Data supplied —
▼
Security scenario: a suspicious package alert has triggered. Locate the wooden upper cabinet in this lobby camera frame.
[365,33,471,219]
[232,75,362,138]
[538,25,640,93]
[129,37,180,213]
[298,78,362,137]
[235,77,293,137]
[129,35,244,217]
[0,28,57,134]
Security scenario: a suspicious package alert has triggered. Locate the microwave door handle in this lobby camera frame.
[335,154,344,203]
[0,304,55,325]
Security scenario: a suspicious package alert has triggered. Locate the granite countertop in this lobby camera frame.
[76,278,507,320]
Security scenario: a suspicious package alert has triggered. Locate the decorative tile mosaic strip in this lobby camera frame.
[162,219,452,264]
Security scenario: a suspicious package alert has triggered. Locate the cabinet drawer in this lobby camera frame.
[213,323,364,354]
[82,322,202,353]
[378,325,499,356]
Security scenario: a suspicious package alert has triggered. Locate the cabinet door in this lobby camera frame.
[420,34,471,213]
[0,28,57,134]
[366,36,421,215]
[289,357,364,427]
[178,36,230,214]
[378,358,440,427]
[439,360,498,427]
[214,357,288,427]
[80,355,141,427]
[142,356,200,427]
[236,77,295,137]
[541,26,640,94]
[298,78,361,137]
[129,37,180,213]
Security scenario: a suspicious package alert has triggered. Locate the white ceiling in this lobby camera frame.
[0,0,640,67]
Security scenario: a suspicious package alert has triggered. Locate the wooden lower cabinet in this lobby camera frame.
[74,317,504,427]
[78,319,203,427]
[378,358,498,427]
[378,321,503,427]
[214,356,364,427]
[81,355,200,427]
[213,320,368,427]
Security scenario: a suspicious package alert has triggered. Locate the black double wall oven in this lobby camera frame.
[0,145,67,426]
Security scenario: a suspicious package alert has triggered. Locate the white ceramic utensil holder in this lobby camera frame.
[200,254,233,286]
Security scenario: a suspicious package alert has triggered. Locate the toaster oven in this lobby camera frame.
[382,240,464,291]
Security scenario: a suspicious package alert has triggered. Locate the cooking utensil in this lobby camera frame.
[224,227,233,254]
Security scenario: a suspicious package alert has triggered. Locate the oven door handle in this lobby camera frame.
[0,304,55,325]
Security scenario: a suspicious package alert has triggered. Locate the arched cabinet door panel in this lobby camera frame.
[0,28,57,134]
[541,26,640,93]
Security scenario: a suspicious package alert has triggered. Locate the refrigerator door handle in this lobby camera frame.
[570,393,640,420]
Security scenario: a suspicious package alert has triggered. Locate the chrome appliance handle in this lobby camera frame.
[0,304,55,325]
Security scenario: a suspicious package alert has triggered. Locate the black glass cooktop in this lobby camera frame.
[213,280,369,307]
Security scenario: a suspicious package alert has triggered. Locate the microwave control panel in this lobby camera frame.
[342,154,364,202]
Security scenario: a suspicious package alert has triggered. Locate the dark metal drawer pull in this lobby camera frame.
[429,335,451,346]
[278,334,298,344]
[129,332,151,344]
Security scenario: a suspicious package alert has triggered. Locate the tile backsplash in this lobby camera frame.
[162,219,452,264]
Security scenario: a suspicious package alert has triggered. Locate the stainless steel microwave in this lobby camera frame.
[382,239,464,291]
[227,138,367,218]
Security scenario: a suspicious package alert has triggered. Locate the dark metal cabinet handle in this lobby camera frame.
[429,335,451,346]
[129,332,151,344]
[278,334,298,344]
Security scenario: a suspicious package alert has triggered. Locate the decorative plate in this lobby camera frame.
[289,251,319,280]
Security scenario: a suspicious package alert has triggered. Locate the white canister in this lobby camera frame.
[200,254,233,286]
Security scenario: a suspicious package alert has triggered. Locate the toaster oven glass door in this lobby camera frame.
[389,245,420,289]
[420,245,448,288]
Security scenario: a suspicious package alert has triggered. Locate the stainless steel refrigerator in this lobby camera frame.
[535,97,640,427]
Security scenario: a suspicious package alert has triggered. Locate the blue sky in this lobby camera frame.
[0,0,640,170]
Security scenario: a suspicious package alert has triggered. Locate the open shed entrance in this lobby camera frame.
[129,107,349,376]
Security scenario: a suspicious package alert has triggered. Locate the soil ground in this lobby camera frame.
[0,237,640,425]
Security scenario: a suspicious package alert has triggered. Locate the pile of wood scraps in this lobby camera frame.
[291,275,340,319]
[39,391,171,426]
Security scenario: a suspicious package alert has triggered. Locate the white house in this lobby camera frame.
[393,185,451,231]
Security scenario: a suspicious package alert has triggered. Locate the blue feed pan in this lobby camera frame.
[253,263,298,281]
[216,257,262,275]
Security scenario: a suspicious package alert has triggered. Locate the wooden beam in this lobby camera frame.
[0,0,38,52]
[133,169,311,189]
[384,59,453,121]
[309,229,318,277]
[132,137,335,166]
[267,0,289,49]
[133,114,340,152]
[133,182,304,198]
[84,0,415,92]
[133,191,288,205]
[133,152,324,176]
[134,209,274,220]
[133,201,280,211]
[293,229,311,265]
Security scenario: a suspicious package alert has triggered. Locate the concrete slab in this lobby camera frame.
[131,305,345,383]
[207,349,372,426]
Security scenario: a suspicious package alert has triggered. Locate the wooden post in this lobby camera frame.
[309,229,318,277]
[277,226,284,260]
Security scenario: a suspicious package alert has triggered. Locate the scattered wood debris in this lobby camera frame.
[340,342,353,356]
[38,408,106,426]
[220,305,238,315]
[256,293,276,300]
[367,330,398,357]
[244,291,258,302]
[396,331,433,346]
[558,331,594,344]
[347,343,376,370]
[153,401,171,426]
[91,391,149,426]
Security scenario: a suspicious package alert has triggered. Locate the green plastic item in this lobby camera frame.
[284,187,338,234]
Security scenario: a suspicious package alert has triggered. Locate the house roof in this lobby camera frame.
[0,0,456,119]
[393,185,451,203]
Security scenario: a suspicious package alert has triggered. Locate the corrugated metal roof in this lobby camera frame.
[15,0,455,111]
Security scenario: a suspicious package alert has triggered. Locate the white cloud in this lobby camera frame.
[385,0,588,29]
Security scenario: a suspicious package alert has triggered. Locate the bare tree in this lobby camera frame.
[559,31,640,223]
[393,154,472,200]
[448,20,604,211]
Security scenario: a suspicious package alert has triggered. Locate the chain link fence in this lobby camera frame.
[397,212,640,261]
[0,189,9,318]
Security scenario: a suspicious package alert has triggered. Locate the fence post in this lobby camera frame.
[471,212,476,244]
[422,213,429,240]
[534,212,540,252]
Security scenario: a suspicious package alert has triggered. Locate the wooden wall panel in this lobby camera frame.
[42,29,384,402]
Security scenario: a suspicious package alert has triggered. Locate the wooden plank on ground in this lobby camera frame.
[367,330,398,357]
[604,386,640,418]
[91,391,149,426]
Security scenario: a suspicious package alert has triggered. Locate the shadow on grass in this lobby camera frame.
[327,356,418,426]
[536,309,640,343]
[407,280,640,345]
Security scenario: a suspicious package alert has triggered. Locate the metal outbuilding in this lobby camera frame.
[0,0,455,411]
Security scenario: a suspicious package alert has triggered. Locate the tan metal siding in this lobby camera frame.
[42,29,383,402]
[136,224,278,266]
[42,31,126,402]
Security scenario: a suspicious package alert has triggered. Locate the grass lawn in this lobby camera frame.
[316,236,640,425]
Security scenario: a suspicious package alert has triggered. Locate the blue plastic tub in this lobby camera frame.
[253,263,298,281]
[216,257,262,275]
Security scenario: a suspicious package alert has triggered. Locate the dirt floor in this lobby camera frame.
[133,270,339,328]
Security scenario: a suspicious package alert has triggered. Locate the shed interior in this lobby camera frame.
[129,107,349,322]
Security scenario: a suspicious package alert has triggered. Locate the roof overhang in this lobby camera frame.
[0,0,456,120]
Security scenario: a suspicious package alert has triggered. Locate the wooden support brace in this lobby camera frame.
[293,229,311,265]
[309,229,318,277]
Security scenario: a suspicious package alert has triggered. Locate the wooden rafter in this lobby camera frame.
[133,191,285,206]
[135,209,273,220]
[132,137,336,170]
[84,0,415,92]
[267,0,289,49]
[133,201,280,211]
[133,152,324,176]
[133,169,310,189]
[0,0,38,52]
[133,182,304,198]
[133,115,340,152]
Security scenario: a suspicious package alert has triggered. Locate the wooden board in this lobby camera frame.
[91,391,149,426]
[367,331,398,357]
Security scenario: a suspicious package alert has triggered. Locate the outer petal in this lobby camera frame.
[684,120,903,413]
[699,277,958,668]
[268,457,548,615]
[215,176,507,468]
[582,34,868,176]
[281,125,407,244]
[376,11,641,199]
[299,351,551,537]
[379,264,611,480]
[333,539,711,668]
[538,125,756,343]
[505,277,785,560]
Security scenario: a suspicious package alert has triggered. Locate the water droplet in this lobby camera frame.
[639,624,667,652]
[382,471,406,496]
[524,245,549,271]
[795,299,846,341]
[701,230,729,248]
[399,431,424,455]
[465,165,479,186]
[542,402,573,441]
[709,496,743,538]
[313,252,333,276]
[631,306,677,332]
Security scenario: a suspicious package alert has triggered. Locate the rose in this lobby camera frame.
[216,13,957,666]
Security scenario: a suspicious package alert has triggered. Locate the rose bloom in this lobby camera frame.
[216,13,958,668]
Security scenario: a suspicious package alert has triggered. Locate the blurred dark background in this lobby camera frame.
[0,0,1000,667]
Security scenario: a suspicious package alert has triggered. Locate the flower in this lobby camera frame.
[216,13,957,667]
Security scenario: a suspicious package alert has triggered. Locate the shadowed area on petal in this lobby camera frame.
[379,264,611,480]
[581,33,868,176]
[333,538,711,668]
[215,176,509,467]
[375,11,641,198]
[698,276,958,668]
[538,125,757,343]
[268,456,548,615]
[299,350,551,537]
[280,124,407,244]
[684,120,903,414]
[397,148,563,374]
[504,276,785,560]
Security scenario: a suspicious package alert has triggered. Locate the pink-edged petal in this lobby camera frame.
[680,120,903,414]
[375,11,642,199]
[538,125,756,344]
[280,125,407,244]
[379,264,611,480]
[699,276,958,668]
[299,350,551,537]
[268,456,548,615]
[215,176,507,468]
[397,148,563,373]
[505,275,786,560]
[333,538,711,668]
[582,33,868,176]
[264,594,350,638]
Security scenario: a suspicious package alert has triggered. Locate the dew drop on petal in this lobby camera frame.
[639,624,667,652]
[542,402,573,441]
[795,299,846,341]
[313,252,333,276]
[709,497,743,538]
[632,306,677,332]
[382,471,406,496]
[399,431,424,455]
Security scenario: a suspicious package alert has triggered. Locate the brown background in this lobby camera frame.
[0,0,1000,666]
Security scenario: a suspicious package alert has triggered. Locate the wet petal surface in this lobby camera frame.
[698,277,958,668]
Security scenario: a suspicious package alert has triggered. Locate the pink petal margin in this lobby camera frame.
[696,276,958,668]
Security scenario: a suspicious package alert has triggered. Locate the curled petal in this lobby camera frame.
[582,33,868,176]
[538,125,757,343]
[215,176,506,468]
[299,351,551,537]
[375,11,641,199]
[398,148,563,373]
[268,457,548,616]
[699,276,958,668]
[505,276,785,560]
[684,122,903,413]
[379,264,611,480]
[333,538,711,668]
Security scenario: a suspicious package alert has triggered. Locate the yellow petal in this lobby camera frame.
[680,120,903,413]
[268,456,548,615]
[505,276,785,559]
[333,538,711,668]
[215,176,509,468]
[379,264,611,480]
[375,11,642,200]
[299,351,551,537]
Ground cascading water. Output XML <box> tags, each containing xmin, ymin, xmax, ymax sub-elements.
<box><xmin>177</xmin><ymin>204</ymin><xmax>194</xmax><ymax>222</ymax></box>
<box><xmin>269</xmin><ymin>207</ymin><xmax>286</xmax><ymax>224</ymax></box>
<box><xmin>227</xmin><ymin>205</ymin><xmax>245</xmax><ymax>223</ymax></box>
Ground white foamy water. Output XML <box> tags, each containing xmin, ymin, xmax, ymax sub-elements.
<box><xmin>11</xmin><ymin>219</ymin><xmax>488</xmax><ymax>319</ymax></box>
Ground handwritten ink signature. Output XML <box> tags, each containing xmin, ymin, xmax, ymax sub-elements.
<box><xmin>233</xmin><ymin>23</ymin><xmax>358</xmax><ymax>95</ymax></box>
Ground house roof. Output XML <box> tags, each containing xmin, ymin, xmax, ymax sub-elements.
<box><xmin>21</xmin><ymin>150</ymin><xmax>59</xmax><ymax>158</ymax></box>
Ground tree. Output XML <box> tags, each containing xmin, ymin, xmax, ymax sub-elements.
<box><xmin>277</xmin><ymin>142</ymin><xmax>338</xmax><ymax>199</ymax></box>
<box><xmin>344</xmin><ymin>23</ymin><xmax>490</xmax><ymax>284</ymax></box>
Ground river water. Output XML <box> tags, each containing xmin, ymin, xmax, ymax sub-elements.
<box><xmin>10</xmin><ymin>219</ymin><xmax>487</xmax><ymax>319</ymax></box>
▲
What you should do — Recast the items above as a JSON list of strings, with one string per line and no blank lines. Start at the line containing "cooktop in this lobby camera frame." and continue up to and including the line containing "[342,154,364,202]".

Full solution —
[
  "Security scenario: a suspicious package alert has triggered. Locate the black glass cooktop in this lobby camera frame.",
  "[213,280,369,307]",
  "Security scenario: a suspicious package alert has triggered. Locate the microwave control panel in this lobby camera frame.",
  "[342,154,364,202]"
]